--- WORK INSTRUCTIONS ---
The records below must be reproduced in full and without error.

═══ DATASET ENTRIES

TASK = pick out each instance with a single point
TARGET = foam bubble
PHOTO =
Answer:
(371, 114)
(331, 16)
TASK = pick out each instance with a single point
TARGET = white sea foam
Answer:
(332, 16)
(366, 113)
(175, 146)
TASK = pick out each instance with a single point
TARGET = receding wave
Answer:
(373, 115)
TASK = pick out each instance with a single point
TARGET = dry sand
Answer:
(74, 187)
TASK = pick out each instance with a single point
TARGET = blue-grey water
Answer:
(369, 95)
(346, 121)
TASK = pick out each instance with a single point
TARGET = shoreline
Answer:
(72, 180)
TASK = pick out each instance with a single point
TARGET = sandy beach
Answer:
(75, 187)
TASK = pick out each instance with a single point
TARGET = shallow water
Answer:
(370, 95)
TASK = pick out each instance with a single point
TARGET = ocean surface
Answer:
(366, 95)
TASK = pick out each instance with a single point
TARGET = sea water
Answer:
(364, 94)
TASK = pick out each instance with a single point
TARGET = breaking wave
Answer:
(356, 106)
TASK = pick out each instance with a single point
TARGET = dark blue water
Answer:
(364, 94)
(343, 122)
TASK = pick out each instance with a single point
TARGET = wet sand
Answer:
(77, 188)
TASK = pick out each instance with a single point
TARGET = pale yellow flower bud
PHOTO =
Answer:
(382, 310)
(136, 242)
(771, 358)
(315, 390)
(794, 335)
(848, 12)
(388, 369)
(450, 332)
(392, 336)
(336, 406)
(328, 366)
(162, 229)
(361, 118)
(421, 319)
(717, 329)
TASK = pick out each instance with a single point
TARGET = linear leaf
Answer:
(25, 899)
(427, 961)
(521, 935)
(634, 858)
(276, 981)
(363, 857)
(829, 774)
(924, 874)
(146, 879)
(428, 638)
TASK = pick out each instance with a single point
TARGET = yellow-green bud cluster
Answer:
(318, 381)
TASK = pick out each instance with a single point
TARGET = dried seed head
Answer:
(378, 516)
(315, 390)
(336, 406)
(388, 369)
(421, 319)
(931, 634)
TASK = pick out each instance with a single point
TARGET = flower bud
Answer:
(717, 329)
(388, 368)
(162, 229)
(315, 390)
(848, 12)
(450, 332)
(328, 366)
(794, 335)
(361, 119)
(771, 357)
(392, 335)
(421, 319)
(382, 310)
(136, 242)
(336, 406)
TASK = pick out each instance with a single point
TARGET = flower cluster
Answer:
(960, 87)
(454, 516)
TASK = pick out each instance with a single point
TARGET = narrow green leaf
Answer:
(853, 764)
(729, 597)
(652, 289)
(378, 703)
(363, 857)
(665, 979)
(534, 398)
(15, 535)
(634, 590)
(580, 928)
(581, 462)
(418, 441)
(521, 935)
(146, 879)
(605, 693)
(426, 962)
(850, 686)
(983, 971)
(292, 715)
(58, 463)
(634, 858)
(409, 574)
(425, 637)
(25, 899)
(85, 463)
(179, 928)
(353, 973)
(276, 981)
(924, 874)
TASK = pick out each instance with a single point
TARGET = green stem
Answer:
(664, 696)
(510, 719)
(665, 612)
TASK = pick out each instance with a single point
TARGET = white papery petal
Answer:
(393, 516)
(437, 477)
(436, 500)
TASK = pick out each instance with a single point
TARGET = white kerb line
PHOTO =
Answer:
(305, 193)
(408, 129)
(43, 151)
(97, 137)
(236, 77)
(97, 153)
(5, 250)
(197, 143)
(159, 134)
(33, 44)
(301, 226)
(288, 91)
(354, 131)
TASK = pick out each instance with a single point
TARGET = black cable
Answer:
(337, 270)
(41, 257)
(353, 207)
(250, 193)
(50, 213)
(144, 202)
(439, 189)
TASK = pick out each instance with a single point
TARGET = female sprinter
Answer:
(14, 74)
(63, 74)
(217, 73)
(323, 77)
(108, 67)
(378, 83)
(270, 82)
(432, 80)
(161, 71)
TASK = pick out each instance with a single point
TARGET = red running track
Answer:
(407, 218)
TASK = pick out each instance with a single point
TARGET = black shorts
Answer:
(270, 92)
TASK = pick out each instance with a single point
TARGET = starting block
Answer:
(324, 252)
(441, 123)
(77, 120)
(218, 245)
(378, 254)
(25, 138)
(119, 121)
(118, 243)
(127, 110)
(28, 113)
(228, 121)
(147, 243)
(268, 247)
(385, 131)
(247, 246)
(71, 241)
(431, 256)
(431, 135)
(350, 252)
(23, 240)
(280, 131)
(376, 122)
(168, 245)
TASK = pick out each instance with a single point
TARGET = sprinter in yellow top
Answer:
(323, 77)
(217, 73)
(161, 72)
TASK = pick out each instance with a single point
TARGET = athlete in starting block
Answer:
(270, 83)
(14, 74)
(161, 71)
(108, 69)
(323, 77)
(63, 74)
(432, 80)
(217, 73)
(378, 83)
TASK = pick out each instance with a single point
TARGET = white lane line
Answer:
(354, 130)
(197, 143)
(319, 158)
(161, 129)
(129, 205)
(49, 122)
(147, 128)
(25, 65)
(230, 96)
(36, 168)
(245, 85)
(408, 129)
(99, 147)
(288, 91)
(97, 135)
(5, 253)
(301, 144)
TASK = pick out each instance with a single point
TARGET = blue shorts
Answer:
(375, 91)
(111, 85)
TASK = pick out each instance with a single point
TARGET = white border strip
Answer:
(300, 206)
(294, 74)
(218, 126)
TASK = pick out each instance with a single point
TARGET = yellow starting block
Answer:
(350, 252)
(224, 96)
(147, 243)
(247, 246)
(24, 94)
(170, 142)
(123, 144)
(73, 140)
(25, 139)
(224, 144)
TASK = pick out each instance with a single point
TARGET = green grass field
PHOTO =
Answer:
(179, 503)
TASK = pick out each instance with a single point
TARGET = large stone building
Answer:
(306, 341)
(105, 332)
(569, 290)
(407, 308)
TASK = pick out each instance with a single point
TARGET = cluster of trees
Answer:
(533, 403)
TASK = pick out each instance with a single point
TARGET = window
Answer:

══════

--- SOLVED PROBLEM ---
TASK = pick out each instance with a single point
TARGET = foam bubble
PHOTO =
Answer:
(371, 114)
(331, 16)
TASK = pick out each instance with a single point
TARGET = white sea foam
Answer:
(332, 16)
(366, 113)
(175, 146)
TASK = pick out each instance with a single point
TARGET = receding wave
Answer:
(373, 115)
TASK = pick out each instance with a single point
TARGET = dry sand
Answer:
(74, 187)
TASK = pick out each instance with a single point
TARGET = blue-grey water
Answer:
(369, 95)
(346, 121)
TASK = pick out each instance with a single point
TARGET = shoreline
Answer:
(72, 180)
TASK = pick out each instance with a single point
TARGET = sandy beach
Answer:
(75, 187)
TASK = pick out each instance with a single point
TARGET = shallow water
Answer:
(370, 95)
TASK = pick out each instance with a single point
TARGET = ocean surface
Answer:
(366, 95)
TASK = pick out each instance with a single point
TARGET = sea water
Answer:
(364, 94)
TASK = pick out each instance with a single point
TARGET = breaking wave
Answer:
(356, 106)
TASK = pick out each instance with a single point
TARGET = dark blue water
Answer:
(364, 94)
(343, 122)
TASK = pick out each instance with a single point
TARGET = wet sand
Answer:
(77, 188)
TASK = pick out each instance with a single point
TARGET = pale yellow flower bud
PHOTO =
Answer:
(382, 310)
(136, 242)
(771, 358)
(315, 390)
(794, 335)
(848, 12)
(388, 369)
(450, 332)
(392, 336)
(336, 406)
(328, 366)
(162, 229)
(361, 118)
(421, 319)
(717, 329)
TASK = pick out each instance with a single point
TARGET = linear leaf
Answer:
(25, 899)
(427, 961)
(521, 935)
(634, 858)
(276, 981)
(363, 857)
(829, 774)
(924, 874)
(146, 879)
(428, 638)
TASK = pick out each instance with a single point
TARGET = yellow-green bud cluster
Answer:
(318, 381)
TASK = pick out each instance with a single point
TARGET = dried seed head
Answer:
(378, 516)
(315, 390)
(336, 406)
(388, 369)
(421, 319)
(931, 634)
TASK = pick out each instance with a single point
TARGET = flower bud
Answer:
(717, 329)
(388, 368)
(162, 229)
(315, 390)
(848, 12)
(450, 332)
(328, 366)
(794, 335)
(361, 119)
(771, 357)
(392, 335)
(421, 319)
(382, 310)
(136, 242)
(336, 406)
TASK = pick out each instance with a single point
TARGET = flower cluster
Answer:
(960, 87)
(454, 516)
TASK = pick out each instance with a single point
TARGET = narrow green leaf
Answer:
(853, 764)
(729, 597)
(652, 289)
(378, 703)
(363, 857)
(665, 979)
(534, 398)
(15, 535)
(634, 590)
(580, 928)
(581, 462)
(418, 441)
(521, 935)
(146, 879)
(605, 693)
(426, 962)
(850, 686)
(983, 971)
(292, 715)
(58, 463)
(634, 858)
(409, 574)
(425, 637)
(25, 899)
(85, 463)
(179, 928)
(353, 973)
(276, 981)
(924, 874)
TASK = pick out each instance with a single point
TARGET = green stem
Answer:
(664, 696)
(510, 719)
(665, 612)
TASK = pick out each instance with a single point
TARGET = white papery petal
Answer:
(393, 516)
(437, 477)
(436, 500)
TASK = pick out each instance with a single point
TARGET = white kerb line
PHOTO =
Answer:
(305, 193)
(408, 129)
(43, 151)
(97, 137)
(236, 77)
(97, 153)
(5, 250)
(197, 143)
(159, 134)
(33, 44)
(301, 226)
(288, 91)
(354, 131)
TASK = pick out each instance with a single point
TARGET = black cable
Answer:
(337, 270)
(41, 257)
(353, 207)
(250, 193)
(50, 213)
(144, 202)
(439, 189)
TASK = pick out each instance with a single point
TARGET = female sprinter
Answer:
(14, 74)
(63, 74)
(217, 73)
(323, 77)
(108, 67)
(378, 83)
(270, 82)
(432, 80)
(161, 71)
TASK = pick out each instance with a single point
TARGET = red running track
Answer:
(407, 218)
TASK = pick out each instance with a single point
TARGET = black shorts
Answer:
(270, 92)
TASK = pick out each instance with a single point
TARGET = starting block
Answer:
(324, 252)
(441, 123)
(77, 120)
(218, 245)
(378, 254)
(25, 138)
(119, 121)
(118, 243)
(127, 110)
(28, 113)
(228, 121)
(147, 243)
(268, 247)
(385, 131)
(247, 246)
(71, 241)
(431, 256)
(431, 135)
(350, 252)
(23, 240)
(280, 131)
(376, 122)
(168, 245)
TASK = pick out each instance with a single point
TARGET = sprinter in yellow top
Answer:
(323, 77)
(217, 73)
(161, 72)
TASK = pick out each instance with a single point
TARGET = athlete in starting block
Answer:
(270, 83)
(14, 74)
(161, 71)
(108, 69)
(323, 77)
(63, 74)
(432, 80)
(217, 73)
(378, 83)
TASK = pick out each instance with a single point
TARGET = white lane line
Answer:
(354, 130)
(197, 143)
(319, 158)
(161, 129)
(129, 205)
(49, 122)
(147, 128)
(25, 65)
(230, 96)
(36, 168)
(245, 85)
(408, 129)
(99, 147)
(288, 91)
(97, 135)
(5, 253)
(301, 144)
TASK = pick out each instance with a single point
TARGET = blue shorts
Answer:
(375, 91)
(111, 85)
TASK = pick out each instance with a single point
TARGET = white border strip
Answer:
(300, 206)
(294, 74)
(218, 126)
TASK = pick out each instance with a single point
TARGET = yellow starting block
Answer:
(350, 252)
(224, 96)
(147, 243)
(247, 246)
(24, 94)
(170, 142)
(123, 144)
(73, 140)
(25, 139)
(224, 144)
TASK = pick out each instance with a single point
TARGET = green grass field
PHOTO =
Answer:
(179, 503)
TASK = pick out each instance with a single point
TARGET = large stone building
Answer:
(306, 341)
(105, 332)
(569, 290)
(407, 308)
TASK = pick out each instance with a single point
TARGET = cluster of trees
Answer:
(533, 403)
TASK = pick out each instance with a single point
TARGET = window
Answer:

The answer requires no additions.